____ Supplied material
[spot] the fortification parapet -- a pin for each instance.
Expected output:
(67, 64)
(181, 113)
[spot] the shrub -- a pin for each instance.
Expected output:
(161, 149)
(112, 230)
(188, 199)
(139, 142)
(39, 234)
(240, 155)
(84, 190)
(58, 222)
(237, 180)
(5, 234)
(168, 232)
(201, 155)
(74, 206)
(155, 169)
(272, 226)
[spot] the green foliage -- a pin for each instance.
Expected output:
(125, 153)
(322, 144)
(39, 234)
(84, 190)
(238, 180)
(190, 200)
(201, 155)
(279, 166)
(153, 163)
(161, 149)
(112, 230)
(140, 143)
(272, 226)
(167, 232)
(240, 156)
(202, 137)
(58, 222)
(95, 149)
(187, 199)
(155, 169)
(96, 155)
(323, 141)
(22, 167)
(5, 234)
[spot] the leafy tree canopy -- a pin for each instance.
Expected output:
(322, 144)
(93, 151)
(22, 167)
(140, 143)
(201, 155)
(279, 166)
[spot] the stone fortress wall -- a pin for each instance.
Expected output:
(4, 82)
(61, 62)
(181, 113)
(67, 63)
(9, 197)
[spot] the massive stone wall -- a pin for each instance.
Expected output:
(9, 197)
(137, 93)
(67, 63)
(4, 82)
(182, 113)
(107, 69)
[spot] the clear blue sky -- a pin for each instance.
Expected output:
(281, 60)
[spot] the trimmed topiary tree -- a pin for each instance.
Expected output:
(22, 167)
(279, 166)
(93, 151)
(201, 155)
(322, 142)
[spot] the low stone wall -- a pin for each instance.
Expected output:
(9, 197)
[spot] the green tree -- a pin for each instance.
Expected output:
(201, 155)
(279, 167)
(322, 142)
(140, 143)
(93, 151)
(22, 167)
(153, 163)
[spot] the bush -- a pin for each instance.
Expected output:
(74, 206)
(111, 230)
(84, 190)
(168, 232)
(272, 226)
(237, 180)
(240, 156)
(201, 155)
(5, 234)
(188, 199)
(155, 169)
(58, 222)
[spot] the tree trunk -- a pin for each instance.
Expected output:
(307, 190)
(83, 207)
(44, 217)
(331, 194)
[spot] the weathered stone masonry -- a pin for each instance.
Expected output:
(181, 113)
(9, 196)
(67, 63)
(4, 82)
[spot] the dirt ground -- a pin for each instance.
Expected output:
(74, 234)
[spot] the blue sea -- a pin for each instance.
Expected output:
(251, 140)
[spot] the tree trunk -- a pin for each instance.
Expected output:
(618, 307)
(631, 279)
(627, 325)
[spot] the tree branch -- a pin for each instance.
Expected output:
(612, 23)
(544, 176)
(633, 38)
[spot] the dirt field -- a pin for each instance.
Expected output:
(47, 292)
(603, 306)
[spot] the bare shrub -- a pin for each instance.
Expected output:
________
■ Requirements: Reproduce word for word the lines of the rows above, starting with the line that contains "[spot] the trimmed" and going on through the last line of the rows.

■ The solution:
[spot] the trimmed topiary tree -- a pin for each instance.
Expected output:
(22, 167)
(279, 166)
(93, 151)
(201, 155)
(322, 142)
[spot] the low stone wall -- a pin for each instance.
Expected output:
(9, 197)
[spot] the green tree -- a pin for each instance.
Expected output:
(201, 155)
(279, 167)
(322, 142)
(140, 143)
(93, 151)
(22, 167)
(153, 163)
[spot] the bush -- a pin for each instance.
Expected output:
(74, 206)
(111, 230)
(84, 190)
(168, 232)
(272, 226)
(237, 180)
(240, 156)
(201, 155)
(5, 234)
(188, 199)
(155, 169)
(58, 222)
[spot] the tree trunk -- a pin for each instance.
Expected output:
(307, 190)
(83, 207)
(44, 217)
(331, 194)
[spot] the weathered stone masonry -- a pin for each instance.
Expected output:
(181, 113)
(9, 196)
(67, 63)
(4, 82)
[spot] the dirt ground -- a pin for each instance.
Expected output:
(74, 234)
[spot] the blue sea -- a pin for each instance.
Expected output:
(251, 140)
[spot] the tree trunk -- a pin for each instance.
Expected output:
(618, 307)
(631, 279)
(627, 325)
[spot] the tree branch -- a pin for each instance.
Expected output:
(612, 23)
(544, 176)
(633, 38)
[spot] the dirt field -- a pin for each instance.
Expected output:
(47, 292)
(603, 306)
[spot] the bare shrub -- a pin for each instance.
Expected output:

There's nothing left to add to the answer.